Please render the lines below as a Markdown table with two columns, "No." for the row number and "Line" for the line itself, leaving out any blank lines.

__Dataset records__.
----------------------------------------

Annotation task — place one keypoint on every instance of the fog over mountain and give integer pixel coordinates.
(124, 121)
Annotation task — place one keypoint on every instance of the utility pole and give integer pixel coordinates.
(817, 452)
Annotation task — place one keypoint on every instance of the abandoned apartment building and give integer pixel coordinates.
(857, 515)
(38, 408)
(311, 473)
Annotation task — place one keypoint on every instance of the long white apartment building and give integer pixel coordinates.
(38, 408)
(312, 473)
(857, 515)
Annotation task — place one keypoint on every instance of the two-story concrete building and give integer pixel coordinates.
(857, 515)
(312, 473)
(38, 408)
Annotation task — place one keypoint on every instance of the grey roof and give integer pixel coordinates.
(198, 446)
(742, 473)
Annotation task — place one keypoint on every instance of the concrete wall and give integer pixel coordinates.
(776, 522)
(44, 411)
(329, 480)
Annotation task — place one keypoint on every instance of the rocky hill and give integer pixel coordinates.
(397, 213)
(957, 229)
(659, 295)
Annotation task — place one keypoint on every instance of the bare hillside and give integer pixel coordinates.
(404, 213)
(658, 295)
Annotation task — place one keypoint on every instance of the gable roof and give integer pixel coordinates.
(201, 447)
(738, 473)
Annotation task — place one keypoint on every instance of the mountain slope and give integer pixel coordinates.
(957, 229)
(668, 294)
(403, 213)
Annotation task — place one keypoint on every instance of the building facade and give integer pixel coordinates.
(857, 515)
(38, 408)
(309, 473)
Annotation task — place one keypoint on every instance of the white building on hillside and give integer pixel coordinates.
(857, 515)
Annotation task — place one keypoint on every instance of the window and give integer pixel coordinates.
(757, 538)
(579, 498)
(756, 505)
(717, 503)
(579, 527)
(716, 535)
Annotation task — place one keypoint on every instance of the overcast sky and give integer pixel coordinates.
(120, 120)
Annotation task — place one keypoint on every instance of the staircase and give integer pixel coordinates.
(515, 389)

----------------------------------------

__Problem solution__.
| No. | Line |
|---|---|
| 1 | Annotation task — place one keypoint on every instance of the fog over mountain and give integer pixel coordinates. |
| 2 | (124, 121) |
| 3 | Annotation task — place one keypoint on every instance of the utility pole and give integer pixel coordinates. |
| 4 | (817, 452) |
| 5 | Annotation task — place one keypoint on every instance of the abandoned apartment building and give integer pixel coordinates. |
| 6 | (857, 515) |
| 7 | (38, 408) |
| 8 | (311, 473) |
| 9 | Annotation task — place one keypoint on every instance of the long white apartment building and give integer pixel coordinates. |
| 10 | (38, 408) |
| 11 | (312, 473) |
| 12 | (857, 515) |
| 13 | Annotation task — place one keypoint on every instance of the two-story concrete building and give integer pixel coordinates. |
| 14 | (857, 515) |
| 15 | (312, 473) |
| 16 | (38, 408) |
| 17 | Annotation task — place one keypoint on every instance of the grey roof and give integer pixel coordinates. |
| 18 | (198, 446) |
| 19 | (742, 473) |
| 20 | Annotation task — place one keypoint on every instance of the concrete wall and give integer pixel coordinates. |
| 21 | (776, 522) |
| 22 | (44, 411) |
| 23 | (329, 480) |
| 24 | Annotation task — place one keypoint on every instance of the rocky hill and give integer pixel coordinates. |
| 25 | (397, 213) |
| 26 | (957, 229) |
| 27 | (659, 295) |
| 28 | Annotation task — place one keypoint on every instance of the bare hillside and give integer pixel coordinates. |
| 29 | (404, 213) |
| 30 | (658, 295) |
| 31 | Annotation task — place one keypoint on every instance of the gable roof and give integer pixel coordinates. |
| 32 | (201, 447) |
| 33 | (738, 473) |
| 34 | Annotation task — place one keypoint on every instance of the mountain slope and give integer pixel coordinates. |
| 35 | (957, 229) |
| 36 | (668, 294) |
| 37 | (403, 213) |
| 38 | Annotation task — place one keypoint on every instance of the building facade and give integer pixel coordinates. |
| 39 | (857, 515) |
| 40 | (38, 408) |
| 41 | (309, 473) |
| 42 | Annotation task — place one keypoint on every instance of the white building on hillside and give integer pixel coordinates. |
| 43 | (857, 515) |
| 44 | Annotation task — place one keypoint on every instance of the window and give integer pixel coordinates. |
| 45 | (757, 538) |
| 46 | (579, 498) |
| 47 | (756, 505) |
| 48 | (717, 503) |
| 49 | (579, 527) |
| 50 | (716, 535) |
| 51 | Annotation task — place one keypoint on every instance of the overcast sky and give integer pixel coordinates. |
| 52 | (120, 120) |
| 53 | Annotation task — place one keypoint on every instance of the staircase and give integer pixel coordinates. |
| 54 | (515, 389) |